** Start Working data **

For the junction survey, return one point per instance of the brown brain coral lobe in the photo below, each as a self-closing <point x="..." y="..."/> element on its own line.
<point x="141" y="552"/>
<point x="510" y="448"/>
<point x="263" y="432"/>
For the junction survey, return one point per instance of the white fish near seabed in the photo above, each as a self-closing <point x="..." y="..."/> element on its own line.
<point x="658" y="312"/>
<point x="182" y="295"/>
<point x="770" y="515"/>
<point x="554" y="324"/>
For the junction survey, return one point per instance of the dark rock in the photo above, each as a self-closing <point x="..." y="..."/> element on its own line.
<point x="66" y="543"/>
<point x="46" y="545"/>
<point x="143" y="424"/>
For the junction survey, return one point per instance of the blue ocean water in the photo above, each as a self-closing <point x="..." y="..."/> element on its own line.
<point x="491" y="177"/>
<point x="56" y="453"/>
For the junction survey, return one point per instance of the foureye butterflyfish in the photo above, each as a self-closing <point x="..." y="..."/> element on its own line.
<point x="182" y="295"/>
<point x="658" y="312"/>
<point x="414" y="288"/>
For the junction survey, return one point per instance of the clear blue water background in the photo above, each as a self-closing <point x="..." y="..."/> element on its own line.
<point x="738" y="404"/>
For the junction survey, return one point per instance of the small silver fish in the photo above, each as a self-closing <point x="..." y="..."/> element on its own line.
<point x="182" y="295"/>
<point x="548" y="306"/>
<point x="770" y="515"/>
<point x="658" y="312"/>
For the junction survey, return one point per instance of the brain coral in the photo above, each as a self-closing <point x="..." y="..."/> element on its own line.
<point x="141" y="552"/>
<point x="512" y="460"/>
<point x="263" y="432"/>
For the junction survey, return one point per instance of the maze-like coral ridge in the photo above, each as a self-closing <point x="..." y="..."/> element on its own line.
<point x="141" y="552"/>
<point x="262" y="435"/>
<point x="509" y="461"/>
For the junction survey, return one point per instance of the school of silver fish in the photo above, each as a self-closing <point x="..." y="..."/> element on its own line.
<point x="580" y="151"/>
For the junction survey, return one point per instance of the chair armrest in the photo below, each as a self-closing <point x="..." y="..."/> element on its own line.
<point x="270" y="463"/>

** End Working data **

* What the exercise asks: Can you reproduce the items above word for word, starting with the line that contains "of the blue" and stopping after the final line of the items?

* Answer for this exercise:
For the junction survey, return one point per instance of the blue ocean water in the photo above, each as a self-closing <point x="..." y="..."/> element on its own line.
<point x="491" y="177"/>
<point x="56" y="453"/>
For the junction survey, return one point per instance of the foureye butterflyfish in the photo above, each as a self-closing <point x="..." y="..."/> element on its own line.
<point x="182" y="295"/>
<point x="658" y="312"/>
<point x="414" y="288"/>
For the junction survey, return one point per instance of the clear blue water background in the photo above, each as a self-closing <point x="..." y="..."/> element on its own line.
<point x="738" y="404"/>
For the junction survey, return one point per instance of the small silver fish in the photo above, each as a self-closing <point x="..." y="..."/> element on its own line.
<point x="182" y="295"/>
<point x="548" y="306"/>
<point x="770" y="515"/>
<point x="658" y="312"/>
For the junction survey, return one point per instance of the brain coral in the photo above, each as a self-closing <point x="..." y="..."/> element on its own line.
<point x="141" y="552"/>
<point x="512" y="460"/>
<point x="263" y="432"/>
For the junction survey, return one point per instance of the maze-like coral ridge in the photo above, each as a self-closing <point x="..." y="..."/> element on its own line.
<point x="141" y="552"/>
<point x="262" y="435"/>
<point x="509" y="461"/>
For the junction survey, return one point per instance of the school of silver fish in the photo above, each as a self-closing <point x="..." y="..."/> element on its own line.
<point x="580" y="151"/>
For the junction survey, return one point per instance of the chair armrest in the photo below, each as a self-closing <point x="..." y="..."/> element on its own line.
<point x="270" y="463"/>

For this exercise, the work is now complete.